> Arbeitsauftrag A
Ändere den Text über den Rotkreuz-Besuch in Theresienstadt: Gib ihn beginnend mit „Ungefähr so hat“ und weiter bis einschließlich „Besuch der Delegation.“ erneut wieder, wobei „Stillfoto“ durch „Standbild“ ersetzt wird.
> Arbeitsauftrag B
Schreibe den Text über den Rotkreuz-Besuch in Theresienstadt im Anschluss an seinen letzten Satz weiter.

Von Anders Nedergaard Bæk Petersen und Pelle Mose Hansen, beide MA der Geschichte und Gesellschaftswissenschaften. Redaktion: Therkel Stræde, Prof. für Zeitgeschichte – alle Universität Süddänemark

Acht Monate nach der Deportation der dänischen Juden nach Theresienstadt wurde das Ghetto von einer Rotkreuz-Delegation mit Vertretern aus Dänemark und der Schweiz besucht. Zweck des Besuches war es, die Lebensbedingungen der dänischen Juden in Theresienstadt zu untersuchen und den deutschen Behörden klarzumachen, daẞ man die Deportierten nicht vergessen hatte. Der Zeitpunkt des Besuches wurde von den Nazis sorgfältig gewählt. Als die dänischen Juden im Oktober 1943 im Lager eintrafen, war das Ghetto überfüllt und die Lebensbedingungen sehr schlecht. Als Auftakt zum Besuch der Rote-Kreuz-Delegation beschlossen die Nazis daher, etwa 17.000 Juden in Vernichtungslager zu deportieren, damit es sich beim Besuch deutlich weniger Menschen im Ghetto befand.

Ungefähr so hat die Delegation des Dänischen Roten Kreuzes den Besuch in Theresienstadt ​​erlebt: Stillfoto aus dem deutschen Propagandafilm „Theresienstadt – ein Dokumentarfilm aus dem jüdischen Siedlungsgebiet“. Der Film entstand 1944 nach dem Besuch der Delegation.

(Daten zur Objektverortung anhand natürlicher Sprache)
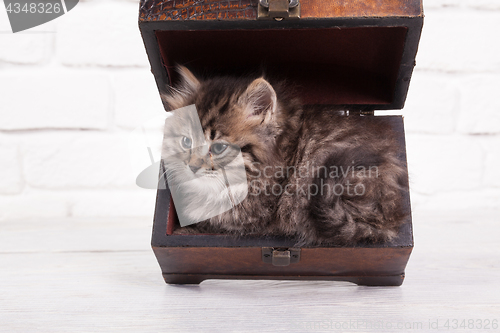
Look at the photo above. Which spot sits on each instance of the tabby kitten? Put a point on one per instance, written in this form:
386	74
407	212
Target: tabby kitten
313	173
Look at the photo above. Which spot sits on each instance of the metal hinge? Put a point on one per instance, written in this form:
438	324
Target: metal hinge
278	9
280	256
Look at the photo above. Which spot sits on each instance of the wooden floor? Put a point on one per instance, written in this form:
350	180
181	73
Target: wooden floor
101	276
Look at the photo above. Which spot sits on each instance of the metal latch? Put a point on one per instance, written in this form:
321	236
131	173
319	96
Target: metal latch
280	257
278	9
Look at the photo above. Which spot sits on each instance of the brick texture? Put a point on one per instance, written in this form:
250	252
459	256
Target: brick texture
72	90
40	99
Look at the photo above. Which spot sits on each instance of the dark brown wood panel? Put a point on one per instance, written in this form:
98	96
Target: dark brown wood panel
211	10
355	261
360	8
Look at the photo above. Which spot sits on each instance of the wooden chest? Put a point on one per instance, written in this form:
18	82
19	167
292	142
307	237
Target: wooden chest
355	53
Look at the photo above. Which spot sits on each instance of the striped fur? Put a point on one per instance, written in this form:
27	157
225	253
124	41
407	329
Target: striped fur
280	140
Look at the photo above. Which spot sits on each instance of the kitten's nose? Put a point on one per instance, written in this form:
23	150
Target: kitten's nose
194	168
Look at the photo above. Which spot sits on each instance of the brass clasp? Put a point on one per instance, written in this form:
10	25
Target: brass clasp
278	10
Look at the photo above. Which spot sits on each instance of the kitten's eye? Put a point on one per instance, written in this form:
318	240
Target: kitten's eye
218	148
186	142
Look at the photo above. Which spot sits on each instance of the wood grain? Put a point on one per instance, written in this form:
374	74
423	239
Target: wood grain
58	285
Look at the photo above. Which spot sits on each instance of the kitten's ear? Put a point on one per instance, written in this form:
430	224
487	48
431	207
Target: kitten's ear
259	99
177	95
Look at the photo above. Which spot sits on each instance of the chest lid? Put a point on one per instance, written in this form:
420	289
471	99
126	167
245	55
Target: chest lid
356	53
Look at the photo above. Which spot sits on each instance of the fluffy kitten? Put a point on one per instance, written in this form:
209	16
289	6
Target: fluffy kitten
312	173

> Antwortbereich A
Ungefähr so hat die Delegation des Dänischen Roten Kreuzes den Besuch in Theresienstadt ​​erlebt: Standbild aus dem deutschen Propagandafilm „Theresienstadt – ein Dokumentarfilm aus dem jüdischen Siedlungsgebiet“. Der Film entstand 1944 nach dem Besuch der Delegation.

> Antwortbereich B
Darüber hinaus war der Besuch im Sommer geplant, so daẞ die Gegend mit grünen Bäumen, Parks und Gärten gut und gemütlich aussah. Die Stadt wurde in bestimmten Bereichen restauriert, jedoch nur in den Bereichen, die die Delegation des Roten Kreuzes zu Gesicht bekommen sollte. Dies bedeutete, daẞ mehrere Häuser gestrichen wurden; ein Teil der Dänen zogen in neue Wohnungen in der Rathausgasse um. Diejenigen, die schwerkrank oder in schlechtem Zustand waren, waren entweder deportiert oder versteckt worden, damit die Rotkreuz-Delegation nicht sehen konnte, wie es in Wirklichkeit um die Insaẞen bestellt war. Den Auftakt zum Delegationsbesuch nannte man in Theresienstadt den „Verschönerungsprozess“. Dzu gehörte auch, daẞ auf dem Gebiet zwischen den Festungswallen kleine Küchengärten angelegt wurden. Die Delegation sollte den Eindruck bekommen, die Juden hätten die Freiheit hatten, für den Eigenverzehr Frischgemüse anzubauen.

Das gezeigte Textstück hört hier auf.